[Coordinate labeling data]
▼
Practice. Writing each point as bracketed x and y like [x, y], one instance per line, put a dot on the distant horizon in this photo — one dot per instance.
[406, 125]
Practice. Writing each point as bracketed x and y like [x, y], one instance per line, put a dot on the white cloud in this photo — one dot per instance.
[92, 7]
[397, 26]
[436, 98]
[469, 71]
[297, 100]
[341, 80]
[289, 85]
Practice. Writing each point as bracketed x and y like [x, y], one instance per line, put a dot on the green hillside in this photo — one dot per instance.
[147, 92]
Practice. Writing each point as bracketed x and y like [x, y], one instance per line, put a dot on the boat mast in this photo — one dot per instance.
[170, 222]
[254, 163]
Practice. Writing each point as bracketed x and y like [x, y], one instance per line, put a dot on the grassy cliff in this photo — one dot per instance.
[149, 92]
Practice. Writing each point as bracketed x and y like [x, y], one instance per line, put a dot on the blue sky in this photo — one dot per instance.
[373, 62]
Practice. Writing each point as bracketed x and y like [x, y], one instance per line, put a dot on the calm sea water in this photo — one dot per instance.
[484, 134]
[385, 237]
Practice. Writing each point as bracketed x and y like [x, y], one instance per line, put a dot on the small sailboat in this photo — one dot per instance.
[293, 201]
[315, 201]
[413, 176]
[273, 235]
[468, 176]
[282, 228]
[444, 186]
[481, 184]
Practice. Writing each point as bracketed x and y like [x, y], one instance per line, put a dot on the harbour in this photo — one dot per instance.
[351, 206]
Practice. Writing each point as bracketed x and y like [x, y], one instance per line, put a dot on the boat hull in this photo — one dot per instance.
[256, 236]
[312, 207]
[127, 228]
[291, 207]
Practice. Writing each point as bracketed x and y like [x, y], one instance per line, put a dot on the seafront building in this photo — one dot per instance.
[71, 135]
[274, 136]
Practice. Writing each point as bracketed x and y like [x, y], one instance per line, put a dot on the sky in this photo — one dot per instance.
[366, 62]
▲
[Required work] Reproduce every line of the material, starting at the line that contains "on the seafront" and ending at the end of the material. Offset each coordinate in the answers by -20.

[Answer below]
Practice. Writing each point as bracketed x and y like [x, y], one instance per line, put a dot on the seafront building in this photo — one dot per instance.
[51, 115]
[254, 116]
Practice. Writing each point as bracketed x and y like [x, y], one instance per line, put a dot on the sky in this photo — one dot per instance.
[346, 42]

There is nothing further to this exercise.